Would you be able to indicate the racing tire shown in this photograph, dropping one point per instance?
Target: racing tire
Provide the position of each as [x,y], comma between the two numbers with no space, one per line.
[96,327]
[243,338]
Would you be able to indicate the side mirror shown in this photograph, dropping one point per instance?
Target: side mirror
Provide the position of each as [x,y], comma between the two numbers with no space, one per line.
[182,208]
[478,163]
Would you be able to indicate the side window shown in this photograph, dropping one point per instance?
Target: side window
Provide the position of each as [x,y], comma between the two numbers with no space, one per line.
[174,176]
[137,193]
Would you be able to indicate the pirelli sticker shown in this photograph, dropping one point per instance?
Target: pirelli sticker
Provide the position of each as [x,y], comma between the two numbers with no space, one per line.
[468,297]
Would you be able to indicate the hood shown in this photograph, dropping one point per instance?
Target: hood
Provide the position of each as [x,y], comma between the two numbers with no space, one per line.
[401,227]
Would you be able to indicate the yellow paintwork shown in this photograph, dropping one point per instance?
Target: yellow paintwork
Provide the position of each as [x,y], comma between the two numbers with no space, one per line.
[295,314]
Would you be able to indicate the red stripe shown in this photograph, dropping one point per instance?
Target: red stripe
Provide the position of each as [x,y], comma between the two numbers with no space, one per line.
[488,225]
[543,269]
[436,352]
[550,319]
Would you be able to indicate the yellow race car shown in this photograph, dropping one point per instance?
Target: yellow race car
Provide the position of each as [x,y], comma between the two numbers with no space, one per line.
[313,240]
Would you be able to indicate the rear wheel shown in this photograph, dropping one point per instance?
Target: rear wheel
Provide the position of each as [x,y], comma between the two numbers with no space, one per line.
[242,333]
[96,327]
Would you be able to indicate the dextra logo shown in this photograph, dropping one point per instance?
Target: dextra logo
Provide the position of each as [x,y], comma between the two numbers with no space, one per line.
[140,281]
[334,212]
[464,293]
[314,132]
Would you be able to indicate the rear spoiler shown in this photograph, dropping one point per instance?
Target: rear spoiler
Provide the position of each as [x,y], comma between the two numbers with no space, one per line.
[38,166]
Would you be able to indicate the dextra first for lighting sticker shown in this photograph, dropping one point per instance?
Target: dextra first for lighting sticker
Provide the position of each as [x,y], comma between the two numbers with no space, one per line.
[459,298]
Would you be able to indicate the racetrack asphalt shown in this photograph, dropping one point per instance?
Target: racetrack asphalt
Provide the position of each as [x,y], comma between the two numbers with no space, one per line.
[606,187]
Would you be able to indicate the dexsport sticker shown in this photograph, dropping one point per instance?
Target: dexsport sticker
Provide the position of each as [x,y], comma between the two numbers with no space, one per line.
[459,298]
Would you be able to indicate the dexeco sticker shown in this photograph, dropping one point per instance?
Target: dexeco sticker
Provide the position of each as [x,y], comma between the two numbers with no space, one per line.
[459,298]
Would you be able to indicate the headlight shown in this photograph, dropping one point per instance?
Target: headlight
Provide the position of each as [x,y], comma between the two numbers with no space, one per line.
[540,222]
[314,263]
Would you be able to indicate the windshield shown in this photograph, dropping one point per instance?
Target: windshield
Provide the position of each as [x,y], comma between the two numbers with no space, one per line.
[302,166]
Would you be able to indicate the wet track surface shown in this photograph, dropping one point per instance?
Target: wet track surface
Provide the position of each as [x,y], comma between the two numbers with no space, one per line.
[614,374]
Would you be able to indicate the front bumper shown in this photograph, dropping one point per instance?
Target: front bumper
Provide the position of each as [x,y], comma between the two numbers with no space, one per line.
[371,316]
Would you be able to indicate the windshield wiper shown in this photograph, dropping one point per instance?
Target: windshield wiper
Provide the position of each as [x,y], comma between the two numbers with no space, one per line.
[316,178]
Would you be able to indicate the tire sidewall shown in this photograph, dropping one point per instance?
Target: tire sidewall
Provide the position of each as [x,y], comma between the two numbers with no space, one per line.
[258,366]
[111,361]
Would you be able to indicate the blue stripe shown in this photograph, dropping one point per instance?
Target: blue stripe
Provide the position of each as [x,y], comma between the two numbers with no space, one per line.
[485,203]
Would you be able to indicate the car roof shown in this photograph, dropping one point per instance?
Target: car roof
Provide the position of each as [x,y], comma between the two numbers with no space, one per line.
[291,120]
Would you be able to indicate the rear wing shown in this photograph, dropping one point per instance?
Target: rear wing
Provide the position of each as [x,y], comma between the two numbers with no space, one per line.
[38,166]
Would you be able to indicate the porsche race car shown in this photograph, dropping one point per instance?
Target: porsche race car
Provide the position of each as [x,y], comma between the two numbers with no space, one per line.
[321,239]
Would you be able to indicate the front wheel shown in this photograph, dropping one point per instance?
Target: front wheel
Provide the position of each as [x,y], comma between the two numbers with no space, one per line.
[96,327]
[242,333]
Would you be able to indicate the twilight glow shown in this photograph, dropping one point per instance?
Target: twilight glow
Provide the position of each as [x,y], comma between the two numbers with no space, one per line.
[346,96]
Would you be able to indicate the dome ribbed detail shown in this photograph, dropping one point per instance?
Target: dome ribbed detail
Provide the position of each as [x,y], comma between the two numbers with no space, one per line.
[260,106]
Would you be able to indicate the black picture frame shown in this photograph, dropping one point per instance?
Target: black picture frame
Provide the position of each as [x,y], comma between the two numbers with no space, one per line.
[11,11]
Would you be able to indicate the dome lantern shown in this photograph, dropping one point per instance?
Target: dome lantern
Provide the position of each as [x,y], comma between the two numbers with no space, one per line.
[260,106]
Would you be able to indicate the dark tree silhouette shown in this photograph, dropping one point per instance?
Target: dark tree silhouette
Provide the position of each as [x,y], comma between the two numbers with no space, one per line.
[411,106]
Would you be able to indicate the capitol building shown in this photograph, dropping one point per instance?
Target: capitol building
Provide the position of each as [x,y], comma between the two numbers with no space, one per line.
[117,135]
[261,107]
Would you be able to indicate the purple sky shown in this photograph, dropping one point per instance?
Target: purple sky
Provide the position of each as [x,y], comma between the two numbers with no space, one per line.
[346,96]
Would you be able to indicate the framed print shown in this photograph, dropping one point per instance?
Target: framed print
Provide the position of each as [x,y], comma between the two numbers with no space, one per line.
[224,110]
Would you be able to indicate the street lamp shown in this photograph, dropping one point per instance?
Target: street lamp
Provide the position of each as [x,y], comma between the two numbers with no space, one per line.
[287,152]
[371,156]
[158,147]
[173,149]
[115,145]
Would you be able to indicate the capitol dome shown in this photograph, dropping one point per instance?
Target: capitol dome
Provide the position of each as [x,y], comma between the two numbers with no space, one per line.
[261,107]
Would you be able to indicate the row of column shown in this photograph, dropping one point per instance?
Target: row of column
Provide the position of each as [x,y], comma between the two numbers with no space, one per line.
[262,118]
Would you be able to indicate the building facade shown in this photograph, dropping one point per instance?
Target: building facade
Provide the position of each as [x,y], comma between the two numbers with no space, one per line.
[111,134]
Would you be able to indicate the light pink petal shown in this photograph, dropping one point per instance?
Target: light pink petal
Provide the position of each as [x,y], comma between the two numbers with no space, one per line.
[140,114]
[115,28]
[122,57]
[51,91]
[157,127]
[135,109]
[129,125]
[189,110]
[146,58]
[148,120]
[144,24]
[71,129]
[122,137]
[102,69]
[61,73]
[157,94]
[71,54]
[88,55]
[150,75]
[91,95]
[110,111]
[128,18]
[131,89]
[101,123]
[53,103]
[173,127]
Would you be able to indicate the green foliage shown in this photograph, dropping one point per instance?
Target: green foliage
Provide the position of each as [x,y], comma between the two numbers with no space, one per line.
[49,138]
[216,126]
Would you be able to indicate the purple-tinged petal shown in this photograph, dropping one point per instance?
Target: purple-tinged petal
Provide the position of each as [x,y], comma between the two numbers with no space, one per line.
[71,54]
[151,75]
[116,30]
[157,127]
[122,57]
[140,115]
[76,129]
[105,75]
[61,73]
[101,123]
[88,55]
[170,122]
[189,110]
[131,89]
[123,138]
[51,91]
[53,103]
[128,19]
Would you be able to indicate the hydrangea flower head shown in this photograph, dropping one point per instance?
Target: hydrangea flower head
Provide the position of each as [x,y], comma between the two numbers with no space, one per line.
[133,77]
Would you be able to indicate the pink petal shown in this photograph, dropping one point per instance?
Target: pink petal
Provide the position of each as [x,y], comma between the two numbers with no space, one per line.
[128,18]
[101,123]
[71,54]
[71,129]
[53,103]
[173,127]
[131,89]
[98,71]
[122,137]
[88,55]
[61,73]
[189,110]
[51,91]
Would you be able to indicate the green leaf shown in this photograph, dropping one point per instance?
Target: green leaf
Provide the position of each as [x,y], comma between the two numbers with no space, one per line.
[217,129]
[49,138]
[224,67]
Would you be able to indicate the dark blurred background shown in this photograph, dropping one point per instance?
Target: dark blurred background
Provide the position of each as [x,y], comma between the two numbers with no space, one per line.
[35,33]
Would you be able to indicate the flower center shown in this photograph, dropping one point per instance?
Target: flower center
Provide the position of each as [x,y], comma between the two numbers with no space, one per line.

◆ What you need to do
Copy every line again, beginning with the line that contains "Would you be able to indicate the hydrangea" and running through the end of the records, requests included. Multiply each coordinate in the answers by 0.3 and round it to a whole number, rounding halves up.

◆ Result of this exercise
Would you be able to indicate the hydrangea flower head shown in this photograph, dropping one point per instance?
Target: hydrangea flower head
Provide the position of each as [x,y], comma between the two numbers with no space, one per line.
[40,23]
Would you be able to indicate the pink petal shown in this photograph, dropping one point per instance?
Target: pink petal
Provide the position of each as [x,y], comma between the two numbers with no space, one per line.
[38,5]
[30,37]
[21,16]
[21,39]
[16,31]
[52,38]
[39,27]
[29,21]
[37,41]
[26,17]
[18,22]
[57,33]
[15,27]
Would you be able to indicate the green leaf shown in this photograph, dropping one point per instance?
Target: green leaf
Provide the position of each as [x,y], comma between the two numbers with no space, one per line.
[65,39]
[15,41]
[67,20]
Would you be able to indicate the dark blurred background shown in this photograph, dropping one point per instance?
Target: dark blurred background
Provide the position of each as [x,y], comma between the two numbers with no space, one per line.
[11,10]
Would you be able to indicate the flower center shown in this photograph, dropping one point per instance?
Target: flower center
Provide the position of each as [x,y], comma between the two numbers with no space, one per line.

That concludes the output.